## REQUIREMENTS
Copy out the rows below, starting with the line that contains "Where can you see the ribbon knot?" and continuing through the last line. Leave the pictures out.

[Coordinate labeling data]
****************

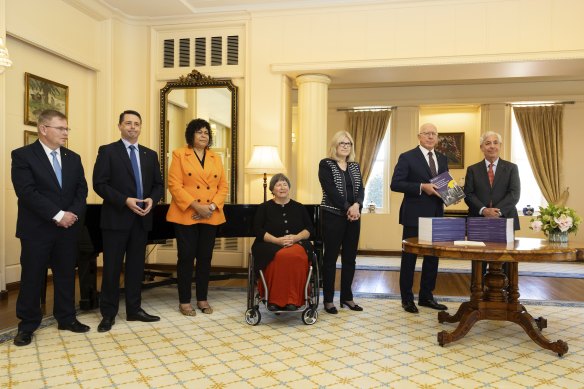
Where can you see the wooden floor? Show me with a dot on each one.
(375, 281)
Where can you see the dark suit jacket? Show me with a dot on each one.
(113, 180)
(411, 170)
(504, 194)
(40, 197)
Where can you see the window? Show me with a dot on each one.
(376, 187)
(530, 192)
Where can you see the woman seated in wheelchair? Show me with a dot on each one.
(281, 249)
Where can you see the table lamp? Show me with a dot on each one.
(264, 160)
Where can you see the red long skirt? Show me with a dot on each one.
(286, 276)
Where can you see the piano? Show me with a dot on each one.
(239, 225)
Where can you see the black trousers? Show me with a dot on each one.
(408, 267)
(339, 235)
(116, 244)
(194, 241)
(35, 257)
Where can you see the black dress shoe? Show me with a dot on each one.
(353, 307)
(432, 304)
(23, 338)
(409, 306)
(141, 315)
(106, 324)
(74, 326)
(332, 310)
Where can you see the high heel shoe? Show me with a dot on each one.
(332, 310)
(354, 307)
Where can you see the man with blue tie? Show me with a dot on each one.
(50, 185)
(127, 176)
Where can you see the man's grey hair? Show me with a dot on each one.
(491, 133)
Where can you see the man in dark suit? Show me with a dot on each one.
(50, 185)
(499, 198)
(127, 177)
(411, 177)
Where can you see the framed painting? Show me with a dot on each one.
(30, 137)
(451, 144)
(41, 94)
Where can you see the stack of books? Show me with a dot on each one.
(441, 229)
(490, 229)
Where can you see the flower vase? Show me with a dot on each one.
(558, 237)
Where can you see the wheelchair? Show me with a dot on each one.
(309, 310)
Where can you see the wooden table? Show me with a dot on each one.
(498, 299)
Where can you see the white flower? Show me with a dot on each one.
(536, 225)
(564, 222)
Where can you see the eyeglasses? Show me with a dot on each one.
(62, 129)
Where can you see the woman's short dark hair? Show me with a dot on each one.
(277, 178)
(194, 126)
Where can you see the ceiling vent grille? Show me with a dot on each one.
(168, 53)
(216, 51)
(200, 51)
(232, 50)
(184, 58)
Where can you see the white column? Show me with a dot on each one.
(312, 134)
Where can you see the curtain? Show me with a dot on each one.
(541, 130)
(367, 129)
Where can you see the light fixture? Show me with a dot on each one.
(5, 61)
(264, 160)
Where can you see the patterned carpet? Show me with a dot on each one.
(561, 270)
(380, 347)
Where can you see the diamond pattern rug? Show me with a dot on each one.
(383, 346)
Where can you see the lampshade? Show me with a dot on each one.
(264, 159)
(5, 61)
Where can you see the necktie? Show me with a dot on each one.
(136, 170)
(432, 165)
(57, 168)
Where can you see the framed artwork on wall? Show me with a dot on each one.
(451, 144)
(41, 94)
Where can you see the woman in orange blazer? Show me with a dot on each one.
(198, 186)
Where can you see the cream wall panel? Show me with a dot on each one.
(568, 29)
(56, 27)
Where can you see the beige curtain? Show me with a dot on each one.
(541, 130)
(367, 129)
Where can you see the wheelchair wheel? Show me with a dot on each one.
(309, 316)
(253, 317)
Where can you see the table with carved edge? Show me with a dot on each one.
(498, 299)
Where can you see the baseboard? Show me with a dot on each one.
(380, 253)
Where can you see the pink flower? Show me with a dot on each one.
(536, 225)
(564, 222)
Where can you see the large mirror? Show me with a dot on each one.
(198, 96)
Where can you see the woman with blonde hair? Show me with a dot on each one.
(342, 201)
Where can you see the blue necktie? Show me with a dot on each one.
(134, 161)
(57, 168)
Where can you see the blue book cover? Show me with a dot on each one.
(441, 229)
(448, 188)
(490, 229)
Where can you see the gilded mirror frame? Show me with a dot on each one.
(196, 80)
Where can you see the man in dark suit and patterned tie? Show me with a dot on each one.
(411, 177)
(127, 176)
(50, 185)
(492, 186)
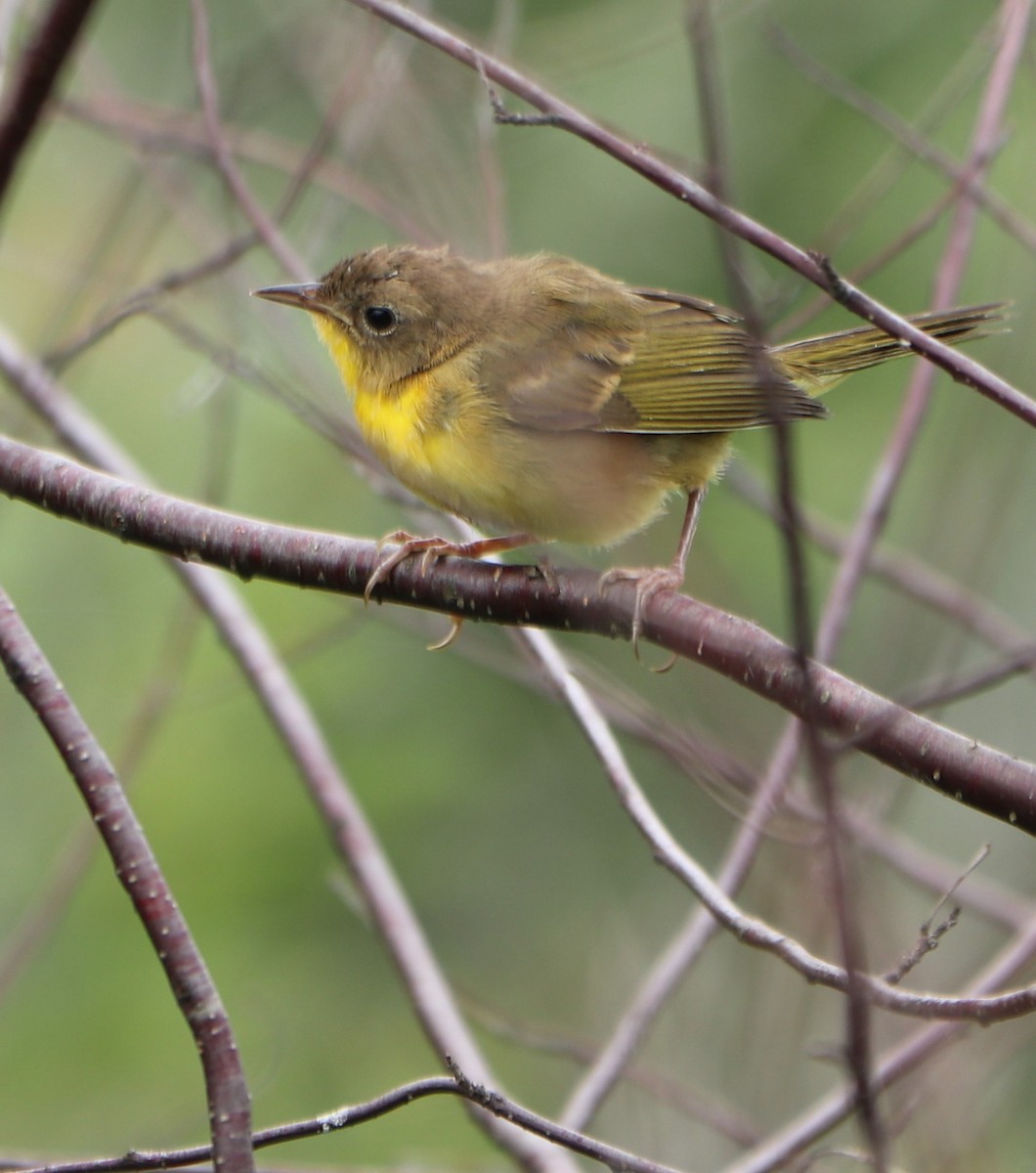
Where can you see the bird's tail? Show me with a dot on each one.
(818, 364)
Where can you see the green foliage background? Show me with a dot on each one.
(541, 901)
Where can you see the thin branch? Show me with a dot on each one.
(899, 1061)
(351, 833)
(140, 874)
(958, 766)
(263, 224)
(353, 1114)
(962, 175)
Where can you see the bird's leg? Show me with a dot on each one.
(431, 548)
(653, 580)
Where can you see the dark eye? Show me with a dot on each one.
(380, 320)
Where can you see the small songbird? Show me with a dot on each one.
(542, 400)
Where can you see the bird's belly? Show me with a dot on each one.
(584, 487)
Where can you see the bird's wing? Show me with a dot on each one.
(642, 362)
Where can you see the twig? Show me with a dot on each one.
(140, 874)
(960, 767)
(38, 73)
(351, 833)
(637, 158)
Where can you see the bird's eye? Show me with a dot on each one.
(380, 320)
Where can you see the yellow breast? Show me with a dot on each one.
(431, 429)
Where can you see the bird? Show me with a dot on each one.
(542, 400)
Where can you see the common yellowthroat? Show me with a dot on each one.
(539, 398)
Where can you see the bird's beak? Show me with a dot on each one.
(303, 297)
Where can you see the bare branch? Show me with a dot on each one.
(140, 874)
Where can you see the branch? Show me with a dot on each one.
(638, 158)
(350, 1115)
(39, 69)
(956, 766)
(140, 874)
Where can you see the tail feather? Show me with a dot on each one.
(818, 364)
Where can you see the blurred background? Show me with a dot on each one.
(542, 903)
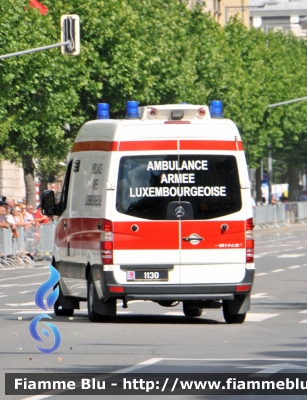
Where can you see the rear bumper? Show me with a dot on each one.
(183, 292)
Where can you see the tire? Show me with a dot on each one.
(233, 318)
(92, 298)
(190, 310)
(59, 310)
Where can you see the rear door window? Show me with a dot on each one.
(152, 187)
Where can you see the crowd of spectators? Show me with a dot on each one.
(14, 214)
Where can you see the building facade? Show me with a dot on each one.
(288, 15)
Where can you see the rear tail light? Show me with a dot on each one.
(249, 241)
(106, 242)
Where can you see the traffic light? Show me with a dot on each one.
(70, 31)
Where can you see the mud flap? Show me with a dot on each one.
(240, 304)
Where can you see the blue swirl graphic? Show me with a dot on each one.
(45, 287)
(35, 335)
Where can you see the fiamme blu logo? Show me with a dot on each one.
(42, 298)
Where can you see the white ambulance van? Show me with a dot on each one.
(155, 207)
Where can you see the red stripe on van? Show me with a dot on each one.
(99, 145)
(214, 237)
(148, 145)
(157, 145)
(210, 145)
(150, 235)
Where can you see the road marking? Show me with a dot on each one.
(291, 255)
(257, 317)
(29, 312)
(272, 369)
(259, 295)
(27, 291)
(174, 313)
(26, 284)
(24, 276)
(124, 312)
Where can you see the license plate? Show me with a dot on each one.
(147, 275)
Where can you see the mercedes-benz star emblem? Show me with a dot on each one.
(179, 211)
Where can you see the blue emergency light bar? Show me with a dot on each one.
(103, 111)
(132, 110)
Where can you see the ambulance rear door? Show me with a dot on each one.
(212, 238)
(146, 233)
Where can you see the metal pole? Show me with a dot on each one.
(270, 174)
(19, 53)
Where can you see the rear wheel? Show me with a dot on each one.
(92, 298)
(59, 309)
(232, 318)
(190, 310)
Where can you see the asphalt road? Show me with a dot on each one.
(148, 338)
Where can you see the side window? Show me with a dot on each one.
(65, 189)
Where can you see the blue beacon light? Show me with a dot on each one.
(103, 111)
(216, 109)
(132, 110)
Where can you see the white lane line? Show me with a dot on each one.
(258, 317)
(27, 291)
(30, 312)
(291, 255)
(258, 295)
(174, 313)
(26, 284)
(124, 312)
(24, 276)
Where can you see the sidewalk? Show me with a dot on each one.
(276, 231)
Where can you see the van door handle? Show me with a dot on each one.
(190, 238)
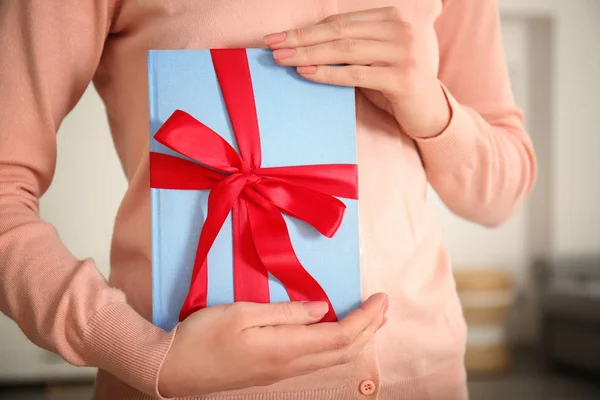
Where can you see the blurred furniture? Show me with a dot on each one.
(486, 296)
(570, 311)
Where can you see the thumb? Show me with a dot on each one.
(290, 313)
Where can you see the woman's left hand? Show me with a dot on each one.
(377, 51)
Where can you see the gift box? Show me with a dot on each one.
(253, 184)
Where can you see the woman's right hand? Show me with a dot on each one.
(247, 344)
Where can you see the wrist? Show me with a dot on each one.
(427, 115)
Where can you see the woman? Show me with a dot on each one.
(434, 106)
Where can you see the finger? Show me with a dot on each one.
(255, 315)
(368, 77)
(323, 337)
(340, 29)
(342, 355)
(344, 51)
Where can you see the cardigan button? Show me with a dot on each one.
(367, 387)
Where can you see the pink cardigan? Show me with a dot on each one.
(482, 166)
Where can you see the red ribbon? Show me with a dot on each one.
(256, 196)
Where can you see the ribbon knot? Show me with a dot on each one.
(261, 242)
(252, 179)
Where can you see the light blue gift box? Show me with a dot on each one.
(301, 123)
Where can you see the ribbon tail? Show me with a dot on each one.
(274, 247)
(220, 202)
(322, 211)
(250, 278)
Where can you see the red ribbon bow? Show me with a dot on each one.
(256, 196)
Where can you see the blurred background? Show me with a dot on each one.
(530, 289)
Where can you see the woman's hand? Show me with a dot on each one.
(247, 344)
(377, 51)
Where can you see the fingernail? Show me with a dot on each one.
(386, 304)
(383, 322)
(274, 38)
(316, 309)
(307, 70)
(283, 53)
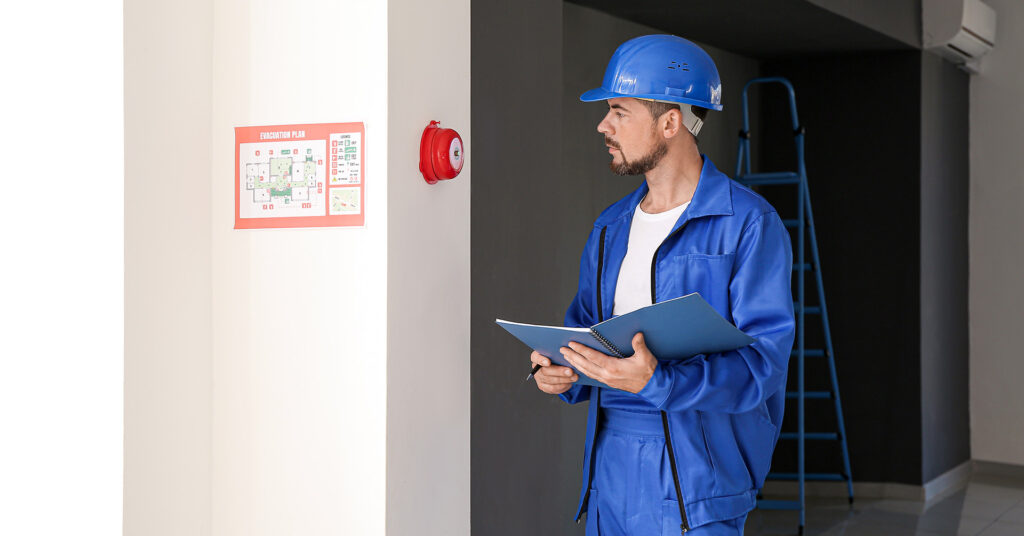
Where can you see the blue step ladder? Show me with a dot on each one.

****************

## RESULT OF THE TASK
Where can you see the ribbon knot? Show me with a dot on each one.
(261, 242)
(252, 179)
Where can you see the light blue gift box? Show me with a dot on each one.
(301, 123)
Where can you see the ribbon tail? Show me with a dot on each one.
(274, 247)
(220, 202)
(322, 211)
(250, 278)
Where can you see the red ribbon bow? Show me with a dot on each one.
(256, 196)
Where can you see the blurred background? Show me with a dot on each one.
(530, 289)
Where can you see the woman's hand? Show me with a dot on each one.
(247, 344)
(377, 51)
Where can you see the fingernail? Show me with a dot on each one.
(386, 304)
(383, 322)
(274, 38)
(316, 309)
(307, 70)
(283, 53)
Where can you see the blue step ladder? Show me with a dot on each one.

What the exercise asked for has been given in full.